*Detection annotation records*
+---+

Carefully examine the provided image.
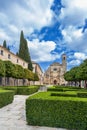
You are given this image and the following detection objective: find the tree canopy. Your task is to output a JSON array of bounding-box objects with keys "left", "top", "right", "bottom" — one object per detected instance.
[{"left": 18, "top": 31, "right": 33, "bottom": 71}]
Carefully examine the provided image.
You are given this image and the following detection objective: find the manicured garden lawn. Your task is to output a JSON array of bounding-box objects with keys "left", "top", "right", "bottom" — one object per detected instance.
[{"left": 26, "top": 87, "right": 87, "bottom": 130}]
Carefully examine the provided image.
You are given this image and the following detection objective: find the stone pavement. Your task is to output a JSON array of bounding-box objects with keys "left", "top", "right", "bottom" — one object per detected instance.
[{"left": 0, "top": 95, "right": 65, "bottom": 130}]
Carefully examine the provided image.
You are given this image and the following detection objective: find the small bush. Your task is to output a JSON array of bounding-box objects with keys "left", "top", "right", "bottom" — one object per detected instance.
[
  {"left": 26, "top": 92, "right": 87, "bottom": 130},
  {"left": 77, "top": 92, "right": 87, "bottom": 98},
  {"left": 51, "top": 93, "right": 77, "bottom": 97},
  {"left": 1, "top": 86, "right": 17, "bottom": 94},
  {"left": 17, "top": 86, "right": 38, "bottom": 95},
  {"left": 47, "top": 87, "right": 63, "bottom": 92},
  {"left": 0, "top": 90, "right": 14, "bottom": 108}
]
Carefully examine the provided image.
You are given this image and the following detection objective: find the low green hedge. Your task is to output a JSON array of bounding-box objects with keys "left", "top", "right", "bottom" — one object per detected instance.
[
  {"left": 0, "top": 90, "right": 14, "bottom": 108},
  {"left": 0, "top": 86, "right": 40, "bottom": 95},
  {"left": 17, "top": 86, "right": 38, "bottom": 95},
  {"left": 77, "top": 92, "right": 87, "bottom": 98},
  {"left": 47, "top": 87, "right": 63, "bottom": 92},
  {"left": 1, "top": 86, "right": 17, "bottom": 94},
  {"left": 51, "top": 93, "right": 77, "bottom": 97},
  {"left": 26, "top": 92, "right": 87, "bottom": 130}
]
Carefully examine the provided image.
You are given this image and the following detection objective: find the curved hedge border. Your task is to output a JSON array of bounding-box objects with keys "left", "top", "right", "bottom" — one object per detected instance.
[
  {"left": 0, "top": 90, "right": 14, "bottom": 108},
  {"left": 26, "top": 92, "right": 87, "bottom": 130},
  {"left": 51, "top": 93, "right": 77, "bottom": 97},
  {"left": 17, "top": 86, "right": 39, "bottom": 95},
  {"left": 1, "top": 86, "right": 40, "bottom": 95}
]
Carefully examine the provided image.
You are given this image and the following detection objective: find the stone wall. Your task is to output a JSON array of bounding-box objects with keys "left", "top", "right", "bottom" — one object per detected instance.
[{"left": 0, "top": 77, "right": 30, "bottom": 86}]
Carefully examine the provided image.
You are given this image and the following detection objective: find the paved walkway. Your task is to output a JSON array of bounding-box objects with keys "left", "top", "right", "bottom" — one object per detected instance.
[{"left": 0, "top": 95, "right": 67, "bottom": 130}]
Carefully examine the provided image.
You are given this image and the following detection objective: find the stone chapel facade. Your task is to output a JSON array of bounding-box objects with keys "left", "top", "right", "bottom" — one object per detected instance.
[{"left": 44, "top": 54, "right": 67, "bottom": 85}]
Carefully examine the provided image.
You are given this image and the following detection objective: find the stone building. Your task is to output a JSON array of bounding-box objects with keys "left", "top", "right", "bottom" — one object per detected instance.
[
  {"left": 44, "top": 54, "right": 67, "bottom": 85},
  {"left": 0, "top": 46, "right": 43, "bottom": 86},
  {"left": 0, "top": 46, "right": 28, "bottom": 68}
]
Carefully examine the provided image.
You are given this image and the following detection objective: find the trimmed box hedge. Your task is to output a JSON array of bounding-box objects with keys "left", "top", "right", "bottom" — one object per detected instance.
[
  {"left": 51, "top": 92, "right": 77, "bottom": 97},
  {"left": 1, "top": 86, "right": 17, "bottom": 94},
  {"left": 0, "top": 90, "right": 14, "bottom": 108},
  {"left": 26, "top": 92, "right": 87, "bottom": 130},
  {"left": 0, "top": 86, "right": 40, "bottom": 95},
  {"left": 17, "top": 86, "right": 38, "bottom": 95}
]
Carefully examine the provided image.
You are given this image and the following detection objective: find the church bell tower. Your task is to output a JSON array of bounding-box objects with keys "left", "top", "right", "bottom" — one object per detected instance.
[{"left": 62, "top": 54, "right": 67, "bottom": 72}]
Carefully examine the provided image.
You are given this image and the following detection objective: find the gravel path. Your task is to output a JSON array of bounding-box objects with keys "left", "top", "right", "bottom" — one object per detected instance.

+---+

From the lines above, pull out each one that includes the word "hedge" and list those lines unchanged.

*RESULT OF THE EXERCISE*
You are given this image and the following detection objective: find the low green hedge. Your task is to output a JSON array of bounding-box objects with keys "left", "top", "right", "bottom" — one object per detected instance.
You are given this image and the following detection objective: find the curved hedge border. Your task is to output a JSON array of bounding-box objects with keys "left", "top", "right", "bottom" — one object per detected instance.
You are given this image and the following detection objective: find the trimmed box hedge. Your task is to output a JSON array of bounding-box objects with keys "left", "top", "right", "bottom" — one object per detected instance.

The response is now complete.